→ **Job 1**: From the affiliate marketing post below, quote the stretch from "Anyone who’s read" through "and more transparency.".

Going Pseudo-Direct

Anyone who’s read Diorex’s Affiliate Playbook knows that one of the goals to aim for in affiliate marketing is a direct-to-merchant relationship. This allows you to work directly with the merchant who’s offer you are promoting and cutting out the network middle man altogether, equating to higher payouts and more transparency.
For new affiliates or affiliates pushing moderate volume and lead quality, this is most likely out of the question until you prove yourself. Or is it?
While doing some research on a few payday offers, I was checking out an offer run on CX digital (awesome affiliate network for anyone looking for some quality offers). The particular offer that I looked at is Accelerated Payday. Nothing stellar…however theres a few things to take away from this offer. The first is the redirect path. If you look at the status bar, or use LiveHTTPHeaders for Firefox or some other redirect following tool, you’ll see that your browser goes to incentaclick.com 0> adiclicks.com 0> acceleratedpayday.com. The adiclicks.com intermediate tracking url is what we want to look for. In this case (and most of the time), this tells us that our traffic is being forwarded through another network/advertiser in addition to incentaclick. Looking at the AcceleratedPayday page, we see a link at the footer to Affiliate Program which takes us to Commission Wizard which, sure enough, is another affiliate network. So not only is Incentaclick taking a cut of the original lead cost, but Commission Wizard is well. Moreover, we can safely assume that Incentaclick is simply another affiliate on the CW network and is getting a payout greater than they are offering us so that they can turn a profit. Thus we can go ‘pseudo-direct’ (lame term but it gets the point across) by simply signing up for commission wizard and running the offer through them. This will allow us to get closer and closer to the end merchant, cut more middleman out of the process, and make more money on our leads.

→ **Data entries**:
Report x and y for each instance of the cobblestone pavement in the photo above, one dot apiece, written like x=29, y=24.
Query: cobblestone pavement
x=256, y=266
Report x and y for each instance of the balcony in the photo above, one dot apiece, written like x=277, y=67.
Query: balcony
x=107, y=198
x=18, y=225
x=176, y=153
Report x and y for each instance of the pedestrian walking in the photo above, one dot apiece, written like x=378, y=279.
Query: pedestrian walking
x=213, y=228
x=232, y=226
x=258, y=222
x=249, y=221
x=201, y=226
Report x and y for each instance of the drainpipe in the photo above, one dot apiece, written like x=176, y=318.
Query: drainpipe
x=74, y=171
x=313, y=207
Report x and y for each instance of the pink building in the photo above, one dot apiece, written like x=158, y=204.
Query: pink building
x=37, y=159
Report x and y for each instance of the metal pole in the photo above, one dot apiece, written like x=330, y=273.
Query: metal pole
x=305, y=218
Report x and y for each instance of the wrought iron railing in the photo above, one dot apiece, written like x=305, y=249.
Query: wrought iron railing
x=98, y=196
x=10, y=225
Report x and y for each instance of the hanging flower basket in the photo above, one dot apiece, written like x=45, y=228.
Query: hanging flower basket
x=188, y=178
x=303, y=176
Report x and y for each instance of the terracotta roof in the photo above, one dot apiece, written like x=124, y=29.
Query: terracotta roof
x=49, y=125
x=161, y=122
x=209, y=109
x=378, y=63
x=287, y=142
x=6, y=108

→ **Job 2**: Print the stretch of the records from the line containing "Report x and y for each instance of the hanging" through the end of the records.

→ **Answer 1**:
Anyone who’s read Diorex’s Affiliate Playbook knows that one of the goals to aim for in affiliate marketing is a direct-to-merchant relationship. This allows you to work directly with the merchant who’s offer you are promoting and cutting out the network middle man altogether, equating to higher payouts and more transparency.

→ **Answer 2**:
Report x and y for each instance of the hanging flower basket in the photo above, one dot apiece, written like x=45, y=228.
Query: hanging flower basket
x=188, y=178
x=303, y=176
Report x and y for each instance of the terracotta roof in the photo above, one dot apiece, written like x=124, y=29.
Query: terracotta roof
x=49, y=125
x=161, y=122
x=209, y=109
x=378, y=63
x=287, y=142
x=6, y=108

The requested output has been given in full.